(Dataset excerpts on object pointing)
----
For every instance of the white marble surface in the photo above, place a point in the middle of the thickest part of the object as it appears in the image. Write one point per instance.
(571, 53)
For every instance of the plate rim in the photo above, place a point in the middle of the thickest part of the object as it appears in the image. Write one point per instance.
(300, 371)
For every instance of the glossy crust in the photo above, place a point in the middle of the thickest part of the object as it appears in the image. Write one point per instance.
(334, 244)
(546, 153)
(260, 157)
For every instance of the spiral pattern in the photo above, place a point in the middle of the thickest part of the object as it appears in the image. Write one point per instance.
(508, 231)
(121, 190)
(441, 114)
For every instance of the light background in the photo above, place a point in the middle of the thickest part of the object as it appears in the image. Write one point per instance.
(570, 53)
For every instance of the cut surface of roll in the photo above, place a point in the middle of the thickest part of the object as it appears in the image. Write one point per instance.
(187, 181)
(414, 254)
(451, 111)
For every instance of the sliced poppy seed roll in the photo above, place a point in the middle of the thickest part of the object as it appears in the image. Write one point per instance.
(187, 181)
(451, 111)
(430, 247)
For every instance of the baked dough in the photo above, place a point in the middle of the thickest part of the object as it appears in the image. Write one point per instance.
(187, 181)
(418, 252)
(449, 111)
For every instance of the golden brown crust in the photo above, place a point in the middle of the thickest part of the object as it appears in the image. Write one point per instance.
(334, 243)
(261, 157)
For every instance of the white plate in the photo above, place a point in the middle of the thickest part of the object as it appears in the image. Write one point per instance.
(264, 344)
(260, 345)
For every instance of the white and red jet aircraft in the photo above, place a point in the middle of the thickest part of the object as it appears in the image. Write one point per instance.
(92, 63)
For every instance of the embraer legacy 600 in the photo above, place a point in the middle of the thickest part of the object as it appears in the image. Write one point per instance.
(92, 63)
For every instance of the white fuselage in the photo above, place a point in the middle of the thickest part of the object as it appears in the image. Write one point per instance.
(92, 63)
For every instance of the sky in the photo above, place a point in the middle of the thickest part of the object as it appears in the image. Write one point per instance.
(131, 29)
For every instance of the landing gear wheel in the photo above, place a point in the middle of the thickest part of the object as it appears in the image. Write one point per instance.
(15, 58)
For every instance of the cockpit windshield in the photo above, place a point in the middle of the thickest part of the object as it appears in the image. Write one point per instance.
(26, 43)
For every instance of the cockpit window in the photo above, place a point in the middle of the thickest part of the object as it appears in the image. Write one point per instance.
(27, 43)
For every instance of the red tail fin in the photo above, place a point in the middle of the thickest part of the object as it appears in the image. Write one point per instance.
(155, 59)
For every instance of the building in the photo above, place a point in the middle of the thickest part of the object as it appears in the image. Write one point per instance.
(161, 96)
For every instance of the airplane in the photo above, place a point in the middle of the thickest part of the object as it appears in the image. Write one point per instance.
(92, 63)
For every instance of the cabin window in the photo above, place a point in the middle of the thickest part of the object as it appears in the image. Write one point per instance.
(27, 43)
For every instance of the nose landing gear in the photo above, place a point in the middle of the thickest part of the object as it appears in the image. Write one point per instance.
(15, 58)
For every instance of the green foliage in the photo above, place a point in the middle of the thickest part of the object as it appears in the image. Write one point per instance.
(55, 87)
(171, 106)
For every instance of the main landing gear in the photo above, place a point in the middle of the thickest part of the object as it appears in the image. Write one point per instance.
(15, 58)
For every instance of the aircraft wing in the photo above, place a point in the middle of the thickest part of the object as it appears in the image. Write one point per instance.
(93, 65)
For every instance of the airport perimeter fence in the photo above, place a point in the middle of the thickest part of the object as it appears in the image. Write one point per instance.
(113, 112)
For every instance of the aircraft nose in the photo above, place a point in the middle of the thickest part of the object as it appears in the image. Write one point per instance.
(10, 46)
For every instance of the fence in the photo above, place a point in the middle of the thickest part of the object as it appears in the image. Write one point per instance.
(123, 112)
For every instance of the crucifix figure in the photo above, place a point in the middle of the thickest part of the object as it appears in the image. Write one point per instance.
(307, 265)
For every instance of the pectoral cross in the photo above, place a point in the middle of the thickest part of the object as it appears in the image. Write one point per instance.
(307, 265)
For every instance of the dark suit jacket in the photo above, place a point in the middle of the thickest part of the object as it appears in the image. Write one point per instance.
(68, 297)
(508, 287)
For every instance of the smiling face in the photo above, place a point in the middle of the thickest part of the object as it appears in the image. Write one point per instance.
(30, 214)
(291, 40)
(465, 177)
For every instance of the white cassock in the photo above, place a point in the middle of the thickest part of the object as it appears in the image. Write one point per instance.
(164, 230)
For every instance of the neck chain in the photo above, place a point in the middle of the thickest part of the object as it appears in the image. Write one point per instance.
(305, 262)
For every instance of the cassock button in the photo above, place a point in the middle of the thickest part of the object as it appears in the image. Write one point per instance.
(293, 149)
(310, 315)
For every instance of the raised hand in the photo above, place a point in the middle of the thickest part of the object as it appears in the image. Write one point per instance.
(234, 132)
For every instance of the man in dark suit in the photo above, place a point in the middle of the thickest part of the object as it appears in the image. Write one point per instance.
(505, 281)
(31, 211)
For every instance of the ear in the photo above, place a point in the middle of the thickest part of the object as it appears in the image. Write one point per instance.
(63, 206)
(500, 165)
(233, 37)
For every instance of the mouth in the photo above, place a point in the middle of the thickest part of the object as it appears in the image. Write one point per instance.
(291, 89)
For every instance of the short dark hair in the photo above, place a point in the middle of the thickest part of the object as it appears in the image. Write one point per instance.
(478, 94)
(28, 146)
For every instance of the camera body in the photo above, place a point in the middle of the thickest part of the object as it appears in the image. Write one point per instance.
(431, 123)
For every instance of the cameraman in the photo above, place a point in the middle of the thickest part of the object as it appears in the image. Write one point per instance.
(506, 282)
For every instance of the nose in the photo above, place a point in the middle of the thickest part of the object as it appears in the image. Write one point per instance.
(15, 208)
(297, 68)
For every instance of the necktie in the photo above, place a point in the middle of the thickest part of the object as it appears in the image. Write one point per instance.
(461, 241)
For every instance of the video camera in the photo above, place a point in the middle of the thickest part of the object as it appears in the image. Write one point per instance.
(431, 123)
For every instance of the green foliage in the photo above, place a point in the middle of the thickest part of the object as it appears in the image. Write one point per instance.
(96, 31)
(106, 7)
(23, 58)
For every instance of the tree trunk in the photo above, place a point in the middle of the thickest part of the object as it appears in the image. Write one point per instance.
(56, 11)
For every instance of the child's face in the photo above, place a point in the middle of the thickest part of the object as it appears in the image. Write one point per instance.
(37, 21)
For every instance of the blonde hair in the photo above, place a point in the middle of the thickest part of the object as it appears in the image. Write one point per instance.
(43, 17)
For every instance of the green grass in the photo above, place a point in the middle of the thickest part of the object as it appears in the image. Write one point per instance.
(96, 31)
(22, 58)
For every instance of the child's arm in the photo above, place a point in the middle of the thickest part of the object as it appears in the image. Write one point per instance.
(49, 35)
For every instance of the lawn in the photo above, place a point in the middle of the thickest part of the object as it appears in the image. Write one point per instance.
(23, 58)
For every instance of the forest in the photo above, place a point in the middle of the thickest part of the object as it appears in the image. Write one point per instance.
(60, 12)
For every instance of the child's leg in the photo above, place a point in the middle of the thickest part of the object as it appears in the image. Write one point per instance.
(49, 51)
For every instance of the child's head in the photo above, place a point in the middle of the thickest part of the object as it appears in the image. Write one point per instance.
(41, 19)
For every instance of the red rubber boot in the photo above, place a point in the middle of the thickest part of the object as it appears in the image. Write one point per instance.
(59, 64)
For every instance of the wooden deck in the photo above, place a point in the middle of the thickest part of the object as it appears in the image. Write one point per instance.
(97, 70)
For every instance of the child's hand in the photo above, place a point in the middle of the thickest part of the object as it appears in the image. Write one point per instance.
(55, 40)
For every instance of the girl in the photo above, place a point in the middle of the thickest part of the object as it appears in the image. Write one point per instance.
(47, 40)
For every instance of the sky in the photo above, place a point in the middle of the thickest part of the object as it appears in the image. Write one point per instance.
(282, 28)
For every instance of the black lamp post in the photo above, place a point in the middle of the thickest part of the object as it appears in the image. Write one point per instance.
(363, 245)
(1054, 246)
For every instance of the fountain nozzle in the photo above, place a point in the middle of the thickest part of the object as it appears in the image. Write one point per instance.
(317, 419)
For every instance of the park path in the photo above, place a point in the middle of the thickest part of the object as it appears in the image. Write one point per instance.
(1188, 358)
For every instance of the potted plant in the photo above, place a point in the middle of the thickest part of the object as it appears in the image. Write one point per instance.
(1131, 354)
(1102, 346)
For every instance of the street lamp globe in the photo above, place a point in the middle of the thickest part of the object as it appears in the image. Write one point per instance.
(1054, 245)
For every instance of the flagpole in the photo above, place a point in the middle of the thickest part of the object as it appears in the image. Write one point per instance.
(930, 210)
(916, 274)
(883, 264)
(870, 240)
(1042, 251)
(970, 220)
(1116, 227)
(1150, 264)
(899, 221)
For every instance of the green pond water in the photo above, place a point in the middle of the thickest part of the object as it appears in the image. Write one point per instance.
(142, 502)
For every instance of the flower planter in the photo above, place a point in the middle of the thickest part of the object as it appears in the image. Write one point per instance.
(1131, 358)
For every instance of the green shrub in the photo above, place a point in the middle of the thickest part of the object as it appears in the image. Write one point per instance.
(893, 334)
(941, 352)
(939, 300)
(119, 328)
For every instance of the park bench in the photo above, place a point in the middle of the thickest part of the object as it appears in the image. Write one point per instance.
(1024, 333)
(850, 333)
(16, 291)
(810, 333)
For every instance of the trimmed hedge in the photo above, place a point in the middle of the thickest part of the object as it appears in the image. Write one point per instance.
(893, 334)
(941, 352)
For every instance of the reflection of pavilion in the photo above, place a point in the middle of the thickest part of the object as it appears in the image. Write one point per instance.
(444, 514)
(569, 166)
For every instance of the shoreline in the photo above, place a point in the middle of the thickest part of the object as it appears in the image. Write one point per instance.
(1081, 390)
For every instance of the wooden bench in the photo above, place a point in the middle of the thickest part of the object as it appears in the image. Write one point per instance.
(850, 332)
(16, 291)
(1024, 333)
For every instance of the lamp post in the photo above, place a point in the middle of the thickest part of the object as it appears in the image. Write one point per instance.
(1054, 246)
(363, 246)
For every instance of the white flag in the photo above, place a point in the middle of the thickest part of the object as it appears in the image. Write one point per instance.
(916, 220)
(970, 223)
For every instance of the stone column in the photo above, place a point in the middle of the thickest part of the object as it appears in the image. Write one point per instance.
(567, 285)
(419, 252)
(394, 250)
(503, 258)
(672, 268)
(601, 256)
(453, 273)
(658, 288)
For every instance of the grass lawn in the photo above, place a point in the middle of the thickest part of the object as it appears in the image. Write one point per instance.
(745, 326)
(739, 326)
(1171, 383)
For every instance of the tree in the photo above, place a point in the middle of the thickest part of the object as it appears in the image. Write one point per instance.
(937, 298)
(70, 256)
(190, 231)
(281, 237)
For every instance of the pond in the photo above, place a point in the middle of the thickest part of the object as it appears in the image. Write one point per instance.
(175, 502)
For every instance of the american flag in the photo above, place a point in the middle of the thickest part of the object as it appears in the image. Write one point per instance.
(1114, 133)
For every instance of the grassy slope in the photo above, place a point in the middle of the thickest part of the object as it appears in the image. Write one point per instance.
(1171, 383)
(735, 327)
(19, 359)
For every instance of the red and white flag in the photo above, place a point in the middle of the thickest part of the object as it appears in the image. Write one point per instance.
----
# What is expected
Repeat exactly the lines from the line containing "For every instance of the grass lawn" through the end of the listing above; both boundary lines are part of the output.

# The solution
For every instance of the grass lawn in the photo above, place a point in the middle of the thickest part of the object as it appears in the image. Write one point per instance.
(745, 326)
(739, 326)
(1171, 383)
For every instance of the tree in the photo above, place a point in the middle of the thickest part of the object as it appears in the image. Write one point per instance.
(937, 298)
(70, 256)
(190, 231)
(281, 237)
For every instance of the pond in the photo above, place a point in the middle of the thickest part of the object as it appears in the image. Write one point per instance.
(175, 502)
For every instance of the american flag in the photo above, place a point in the middle of the thickest part of the object as it appears in the image. Write one point per instance.
(1114, 133)
For every instance of the grassy slope in the photo above, place a point in the middle of the thickest part of the object as it appears in the image. Write one point per instance.
(1171, 383)
(735, 327)
(19, 359)
For every instance of the red and white flag in the photo above, place a point in the middle of the thickest part of the object as it appears in the image. Write one point per instance.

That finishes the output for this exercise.